■ Complete the following ■
a - From the review of Eyes Wide Shut, list the Christmas decorations the reviewer says appear throughout the film.
b - Please sum up the Eyes Wide Shut review in two sentences.
c - According to the Eyes Wide Shut review, how long did the reviewer live in New York?

Saturday, December 20, 2014

Eyes Wide Shut (1999)

The strange lighting, coupled with the almost alien music and meandering story line of Eyes Wide Shut, created a dreamlike effect. And by "dreamlike effect," I literally mean the movie almost put me to sleep, because it was astonishingly, bafflingly, almost unbelievably boring. This was one of the most boring movies I've seen since... well... actually, it hasn't been that long since I've seen something this boring, but keep in mind I watch a hell of a lot of bad Christmas flicks. But the competition generally goes more than ten minutes without showing naked people: Eyes Wide Shut has no excuse for failing to hold anyone's attention.

I heard a while ago that this was a Christmas movie, which I wasn't aware of. Turns out, the movie is Christmas through and through. Christmas lights, in particular, are in damn near every scene that doesn't contain weird sex cults. Half of the film's lighting seems to come from multicolored bulbs. The other half is pale blue light. Sometimes characters appear with half their face illuminated in pale blue and half in Christmas lights. It is, to be fair, very pretty. At least the first fifteen times the effect is used.

On top of the lights, there are gratuitous shots of Christmas trees all over the place. Everyone has a Christmas tree everywhere, and the camera makes a point of scrolling by them one by one. I want to point out that this was set in New York City. It's really hard to fit a Christmas tree in a New York apartment: believe me, I lived there for seven years. Okay, I'll believe the rich doctor has one, but the poor hookers living in a five hundred square foot apartment? No way in hell.

Hey! You like poinsettias? Well apparently so did Stanley Kubric, because they're all over the place. And that's just for starters. This movie is filled with enough red and green imagery to make an AP English teacher wish a cut existed that they could show their students. Look! Symbolism!

And what does all that symbolism mean? Why is a movie about marital infidelity (or debatably fidelity) set at the holidays in the first place?

Who the hell knows?

■ Data excerpts ■
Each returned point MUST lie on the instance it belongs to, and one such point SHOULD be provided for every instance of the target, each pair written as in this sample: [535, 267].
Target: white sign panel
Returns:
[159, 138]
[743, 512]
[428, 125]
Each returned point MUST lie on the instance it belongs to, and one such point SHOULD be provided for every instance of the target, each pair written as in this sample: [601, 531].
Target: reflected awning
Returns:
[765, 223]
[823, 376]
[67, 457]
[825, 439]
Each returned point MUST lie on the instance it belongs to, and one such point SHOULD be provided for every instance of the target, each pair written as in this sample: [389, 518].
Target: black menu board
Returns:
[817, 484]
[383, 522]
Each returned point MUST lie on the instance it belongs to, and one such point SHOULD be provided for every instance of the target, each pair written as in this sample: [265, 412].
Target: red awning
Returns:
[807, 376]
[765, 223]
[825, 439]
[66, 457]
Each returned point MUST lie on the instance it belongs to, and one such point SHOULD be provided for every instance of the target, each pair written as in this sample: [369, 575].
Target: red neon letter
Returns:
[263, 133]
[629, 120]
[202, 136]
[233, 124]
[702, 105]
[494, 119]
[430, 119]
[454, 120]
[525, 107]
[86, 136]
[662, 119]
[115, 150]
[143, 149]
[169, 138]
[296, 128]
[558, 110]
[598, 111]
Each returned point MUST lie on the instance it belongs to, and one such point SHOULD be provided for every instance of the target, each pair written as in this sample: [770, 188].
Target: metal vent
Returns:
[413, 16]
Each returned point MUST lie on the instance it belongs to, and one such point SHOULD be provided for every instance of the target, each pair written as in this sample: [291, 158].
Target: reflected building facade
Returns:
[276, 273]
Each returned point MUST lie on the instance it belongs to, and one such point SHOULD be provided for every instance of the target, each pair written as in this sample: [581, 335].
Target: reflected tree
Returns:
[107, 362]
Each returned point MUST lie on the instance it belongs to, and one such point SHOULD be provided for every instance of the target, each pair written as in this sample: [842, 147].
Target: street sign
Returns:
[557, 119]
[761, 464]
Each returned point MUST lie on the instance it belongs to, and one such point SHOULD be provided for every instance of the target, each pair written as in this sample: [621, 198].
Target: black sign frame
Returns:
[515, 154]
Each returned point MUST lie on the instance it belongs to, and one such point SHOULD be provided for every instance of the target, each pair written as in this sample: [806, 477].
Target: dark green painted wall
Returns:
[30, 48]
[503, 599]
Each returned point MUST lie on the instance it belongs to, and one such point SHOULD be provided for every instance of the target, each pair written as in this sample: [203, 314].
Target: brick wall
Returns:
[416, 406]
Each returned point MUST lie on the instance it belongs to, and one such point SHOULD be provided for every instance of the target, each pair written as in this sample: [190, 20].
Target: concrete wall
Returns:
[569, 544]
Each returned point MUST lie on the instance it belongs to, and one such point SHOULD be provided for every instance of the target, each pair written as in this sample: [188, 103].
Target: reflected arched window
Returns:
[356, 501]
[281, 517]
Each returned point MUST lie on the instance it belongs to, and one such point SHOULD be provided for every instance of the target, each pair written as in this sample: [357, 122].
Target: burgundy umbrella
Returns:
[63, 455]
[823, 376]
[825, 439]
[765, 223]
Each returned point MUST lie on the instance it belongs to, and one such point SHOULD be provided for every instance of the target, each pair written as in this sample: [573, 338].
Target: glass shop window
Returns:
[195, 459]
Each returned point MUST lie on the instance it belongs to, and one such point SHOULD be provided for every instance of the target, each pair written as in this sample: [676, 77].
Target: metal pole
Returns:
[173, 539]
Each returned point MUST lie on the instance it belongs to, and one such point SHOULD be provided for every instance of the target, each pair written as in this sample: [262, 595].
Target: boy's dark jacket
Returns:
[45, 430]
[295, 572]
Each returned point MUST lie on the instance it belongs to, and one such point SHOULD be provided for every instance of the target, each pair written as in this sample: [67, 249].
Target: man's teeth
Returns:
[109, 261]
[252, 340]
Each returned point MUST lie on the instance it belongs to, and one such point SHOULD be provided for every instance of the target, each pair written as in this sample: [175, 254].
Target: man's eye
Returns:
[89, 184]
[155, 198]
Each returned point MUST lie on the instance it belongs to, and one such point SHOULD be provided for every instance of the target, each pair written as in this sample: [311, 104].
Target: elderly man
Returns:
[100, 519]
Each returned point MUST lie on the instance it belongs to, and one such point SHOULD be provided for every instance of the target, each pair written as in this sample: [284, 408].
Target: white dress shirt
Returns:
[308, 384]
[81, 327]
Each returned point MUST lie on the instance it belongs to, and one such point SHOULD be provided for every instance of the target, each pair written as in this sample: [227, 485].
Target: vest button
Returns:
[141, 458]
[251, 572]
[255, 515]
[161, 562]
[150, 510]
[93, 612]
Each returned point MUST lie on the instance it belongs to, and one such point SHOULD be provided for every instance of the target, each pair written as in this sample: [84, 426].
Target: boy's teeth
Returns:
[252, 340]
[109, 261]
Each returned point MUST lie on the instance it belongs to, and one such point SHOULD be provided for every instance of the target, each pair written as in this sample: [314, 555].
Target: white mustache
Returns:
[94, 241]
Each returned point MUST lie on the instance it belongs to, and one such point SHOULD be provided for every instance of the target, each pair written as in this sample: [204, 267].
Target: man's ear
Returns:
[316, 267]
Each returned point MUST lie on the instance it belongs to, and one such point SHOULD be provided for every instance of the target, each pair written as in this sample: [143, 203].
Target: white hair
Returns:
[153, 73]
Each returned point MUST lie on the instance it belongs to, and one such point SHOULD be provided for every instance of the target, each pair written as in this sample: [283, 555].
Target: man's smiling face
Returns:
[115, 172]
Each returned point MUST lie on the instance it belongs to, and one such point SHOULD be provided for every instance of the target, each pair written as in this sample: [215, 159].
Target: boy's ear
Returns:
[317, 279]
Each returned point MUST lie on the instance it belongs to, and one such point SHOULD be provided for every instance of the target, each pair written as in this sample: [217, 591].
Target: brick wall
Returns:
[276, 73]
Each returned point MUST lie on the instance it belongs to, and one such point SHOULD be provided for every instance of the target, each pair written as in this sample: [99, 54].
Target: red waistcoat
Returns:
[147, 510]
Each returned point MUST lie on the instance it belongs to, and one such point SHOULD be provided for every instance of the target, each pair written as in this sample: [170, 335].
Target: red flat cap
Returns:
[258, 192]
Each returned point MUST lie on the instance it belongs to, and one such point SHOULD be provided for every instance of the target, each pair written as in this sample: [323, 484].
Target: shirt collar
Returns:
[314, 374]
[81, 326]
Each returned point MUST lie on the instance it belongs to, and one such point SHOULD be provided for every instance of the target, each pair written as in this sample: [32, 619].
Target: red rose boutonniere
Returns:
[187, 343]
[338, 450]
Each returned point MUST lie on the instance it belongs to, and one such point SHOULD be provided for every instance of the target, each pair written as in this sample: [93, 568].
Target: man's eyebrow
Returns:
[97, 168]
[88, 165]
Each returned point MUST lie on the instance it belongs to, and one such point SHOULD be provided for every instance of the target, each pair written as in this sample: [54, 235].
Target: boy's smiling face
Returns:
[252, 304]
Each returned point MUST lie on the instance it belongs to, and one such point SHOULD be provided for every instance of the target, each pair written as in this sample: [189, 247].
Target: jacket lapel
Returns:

■ Expected results ■
a - Christmas lights, Christmas trees, poinsettias

b - The reviewer found Eyes Wide Shut astonishingly boring despite the dreamlike effect of its strange lighting, alien music and meandering story. The film turns out to be full of Christmas imagery, including lights, trees, poinsettias and red and green symbolism, though the reviewer has no idea why a movie about marital infidelity is set at the holidays.

c - Seven years.